_Set exercise 1_: In the passage on the power of nice, what is the power of nice said to be about?

_Selected excerpt_:
Political campaigning in this country has begun, albeit unofficially with presidential wannabes launching their respective advocacy programs. Who would you choose to be the next president of the Philippines or send to Malacañang Palace as its new resident — the aspirant who projects sincere niceness or the aspirant who appears to be nice but actually isn’t? It will be hard to tell anyway since they all put their best foot forward as they try to connect with their targeted constituents. Who would you want to have a professional partnership with? The overbearing person or the one who delights you with reverent moves? Who would you rather promote? A dishonest and resentful subordinate or someone who walks the extra mile to help out other people?
To win or to get what you want, you have to be nice. Adopting a nice façade, though, is not about running around wearing a “close-up smile,” delivering people’s requests fast or giving everyone you meet a handshake or a kiss on the cheek, while silently asking yourself “What’s in it for me?” It’s not about being phony or manipulative. The power of nice is about giving great worth and meaning to good manners and right conduct. It is a compelling energy.

_Set exercise 2_: Reproduce the lines of the records from the one containing "Give one point for each instance of the mashed" through the one containing "(251, 1063)", inclusive.

_Supplied data_:

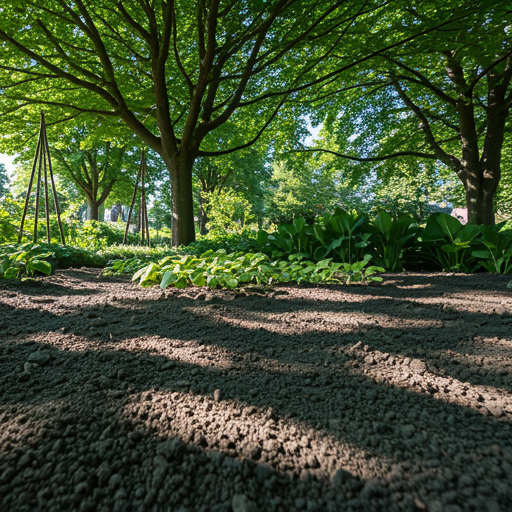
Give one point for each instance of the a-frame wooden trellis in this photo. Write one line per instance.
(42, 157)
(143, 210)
--
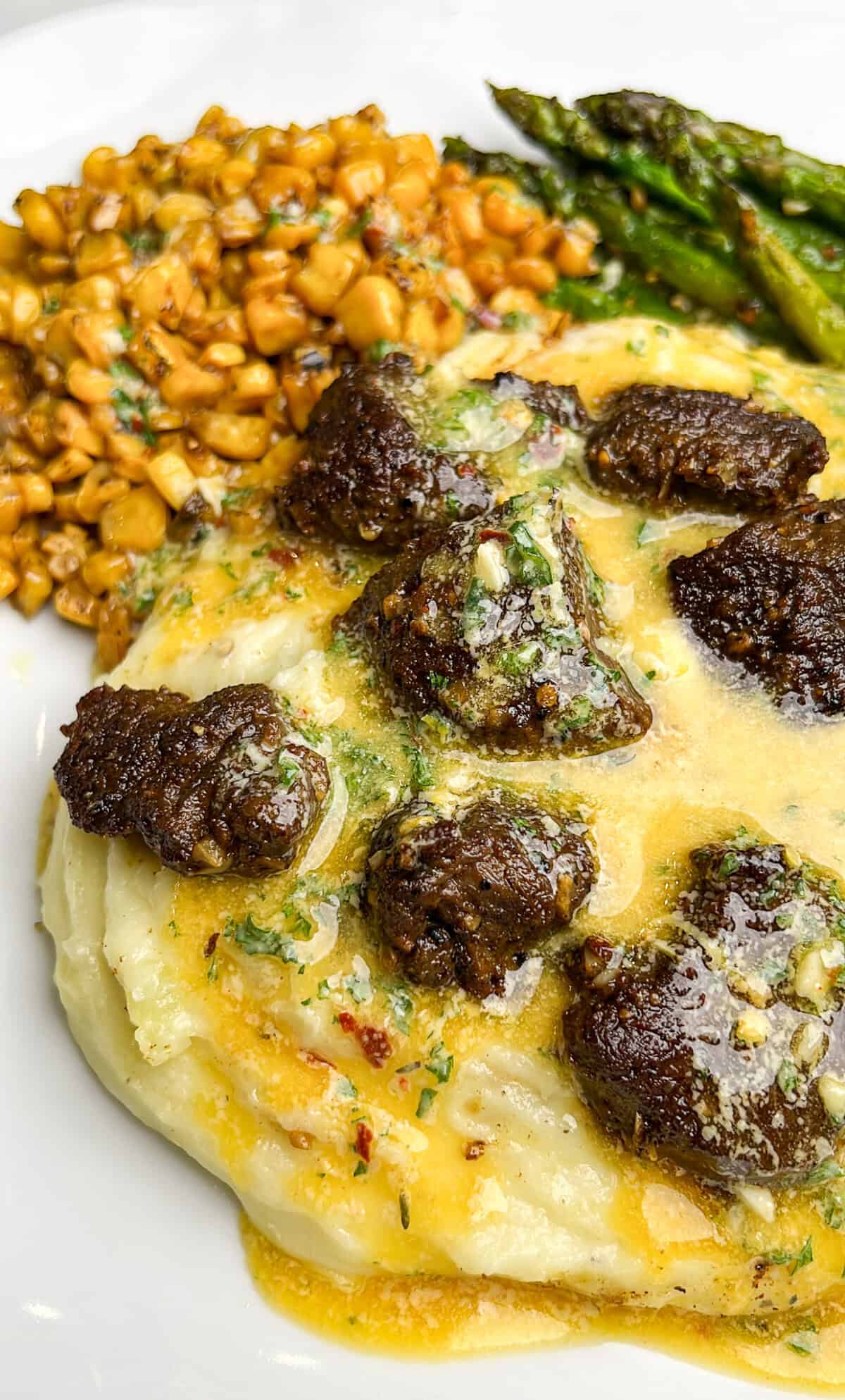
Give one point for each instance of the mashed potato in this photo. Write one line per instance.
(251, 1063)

_Final answer 1_: It is about giving great worth and meaning to good manners and right conduct.

_Final answer 2_:
Give one point for each instance of the mashed potato in this photo. Write one line per instance.
(251, 1063)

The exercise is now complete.